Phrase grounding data

# # #

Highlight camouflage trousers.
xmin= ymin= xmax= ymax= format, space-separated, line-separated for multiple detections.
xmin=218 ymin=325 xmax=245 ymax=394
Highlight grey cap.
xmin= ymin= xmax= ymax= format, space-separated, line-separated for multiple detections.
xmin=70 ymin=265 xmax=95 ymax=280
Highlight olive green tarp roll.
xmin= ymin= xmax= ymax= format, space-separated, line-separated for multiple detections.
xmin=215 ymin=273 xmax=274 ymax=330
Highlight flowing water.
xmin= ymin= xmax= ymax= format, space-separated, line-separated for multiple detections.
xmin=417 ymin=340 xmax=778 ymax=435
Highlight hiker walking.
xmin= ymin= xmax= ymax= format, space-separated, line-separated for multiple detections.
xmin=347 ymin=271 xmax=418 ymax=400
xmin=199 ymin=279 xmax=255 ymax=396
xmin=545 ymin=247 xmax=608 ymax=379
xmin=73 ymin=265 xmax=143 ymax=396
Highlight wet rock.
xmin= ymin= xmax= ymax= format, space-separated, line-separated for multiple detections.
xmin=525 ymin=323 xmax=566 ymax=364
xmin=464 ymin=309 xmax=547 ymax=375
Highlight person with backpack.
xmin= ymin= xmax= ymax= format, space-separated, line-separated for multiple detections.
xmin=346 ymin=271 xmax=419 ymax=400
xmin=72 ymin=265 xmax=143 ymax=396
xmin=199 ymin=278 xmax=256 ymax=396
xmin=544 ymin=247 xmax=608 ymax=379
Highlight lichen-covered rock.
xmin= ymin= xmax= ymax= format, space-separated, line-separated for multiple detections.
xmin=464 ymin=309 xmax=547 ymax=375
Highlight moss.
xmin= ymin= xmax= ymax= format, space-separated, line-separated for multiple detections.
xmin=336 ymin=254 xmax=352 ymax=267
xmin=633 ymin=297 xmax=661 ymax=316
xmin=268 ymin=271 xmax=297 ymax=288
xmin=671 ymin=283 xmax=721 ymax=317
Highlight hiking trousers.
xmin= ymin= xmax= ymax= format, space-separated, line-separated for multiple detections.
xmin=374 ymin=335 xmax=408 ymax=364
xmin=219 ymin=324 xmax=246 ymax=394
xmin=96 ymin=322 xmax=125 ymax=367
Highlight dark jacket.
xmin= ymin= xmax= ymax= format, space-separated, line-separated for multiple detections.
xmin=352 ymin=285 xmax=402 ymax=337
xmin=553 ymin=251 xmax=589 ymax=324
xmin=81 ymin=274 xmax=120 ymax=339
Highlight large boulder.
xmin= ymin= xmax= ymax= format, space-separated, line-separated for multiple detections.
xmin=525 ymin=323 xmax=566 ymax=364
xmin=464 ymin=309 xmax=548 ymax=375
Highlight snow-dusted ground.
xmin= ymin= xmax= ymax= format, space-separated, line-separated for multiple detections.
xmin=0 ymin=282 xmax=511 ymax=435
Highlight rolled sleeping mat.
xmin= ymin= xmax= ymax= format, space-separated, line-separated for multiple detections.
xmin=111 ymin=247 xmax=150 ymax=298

# # #

■ **About this task**
Send back the lines of the records word for word, from the very first through the line containing "Highlight person with backpack.".

■ **Your solution**
Highlight camouflage trousers.
xmin= ymin= xmax= ymax= format, space-separated, line-separated for multiple detections.
xmin=218 ymin=325 xmax=245 ymax=394
Highlight grey cap.
xmin= ymin= xmax= ymax= format, space-separated, line-separated for multiple detections.
xmin=70 ymin=265 xmax=95 ymax=280
Highlight olive green tarp roll.
xmin= ymin= xmax= ymax= format, space-separated, line-separated for multiple detections.
xmin=215 ymin=273 xmax=274 ymax=330
Highlight flowing water.
xmin= ymin= xmax= ymax= format, space-separated, line-separated for multiple detections.
xmin=417 ymin=340 xmax=778 ymax=435
Highlight hiker walking.
xmin= ymin= xmax= ymax= format, space-separated, line-separated for multiple detections.
xmin=347 ymin=271 xmax=418 ymax=400
xmin=199 ymin=279 xmax=255 ymax=396
xmin=545 ymin=247 xmax=608 ymax=379
xmin=73 ymin=265 xmax=143 ymax=396
Highlight wet rock.
xmin= ymin= xmax= ymax= format, space-separated, line-separated for multiple detections.
xmin=525 ymin=323 xmax=566 ymax=364
xmin=464 ymin=309 xmax=547 ymax=375
Highlight person with backpack.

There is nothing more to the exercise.